> _Data supplied_:
********
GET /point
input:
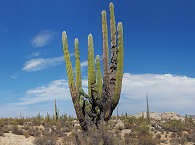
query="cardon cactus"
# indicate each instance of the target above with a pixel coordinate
(103, 95)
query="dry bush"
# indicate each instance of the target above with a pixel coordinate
(45, 140)
(16, 130)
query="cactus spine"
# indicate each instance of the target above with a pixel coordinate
(148, 111)
(78, 65)
(99, 76)
(103, 96)
(56, 115)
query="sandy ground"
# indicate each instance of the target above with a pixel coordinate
(12, 139)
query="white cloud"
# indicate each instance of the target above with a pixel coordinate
(42, 63)
(166, 93)
(42, 39)
(57, 89)
(35, 54)
(37, 64)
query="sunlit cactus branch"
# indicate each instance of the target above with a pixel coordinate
(103, 91)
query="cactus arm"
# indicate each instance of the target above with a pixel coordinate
(82, 92)
(89, 65)
(99, 76)
(106, 93)
(69, 69)
(105, 45)
(113, 62)
(71, 83)
(56, 112)
(119, 74)
(77, 65)
(91, 69)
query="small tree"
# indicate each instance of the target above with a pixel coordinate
(102, 97)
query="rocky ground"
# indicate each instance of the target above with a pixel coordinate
********
> _Exercise brief_:
Rewrite all the items above, switching every "cactus" to "succulent" and leaving everything else unchanged. Leave the pictures out of your answer.

> _Exercise result_:
GET /point
input:
query="cardon succulent"
# indicate each instance of the target above with a pixel coordinate
(103, 95)
query="dry bush"
# indicate each instance of the target above with a pixel coordinate
(45, 140)
(16, 130)
query="succulent spine"
# indicate each instance of the target above with a pixel coordinate
(148, 111)
(78, 65)
(99, 76)
(103, 96)
(56, 115)
query="sandy ground"
# indicate each instance of the target above with a pixel coordinate
(12, 139)
query="white cloud"
# indicate each instance of the target above with a pixel coordinate
(42, 63)
(166, 93)
(42, 39)
(57, 89)
(35, 54)
(37, 64)
query="sunlit succulent branch"
# indicate each instance of the target above with a pixel coordinate
(103, 91)
query="succulent arm"
# indicate each instance of the target above with a pixel coordinate
(82, 92)
(89, 65)
(99, 76)
(106, 93)
(69, 69)
(105, 45)
(113, 62)
(71, 83)
(56, 112)
(119, 74)
(77, 65)
(91, 69)
query="small tree"
# indicate each instance of the target above with a pixel coordinate
(102, 97)
query="rocky ground"
# indicate each instance of the target above with a pixel coordinate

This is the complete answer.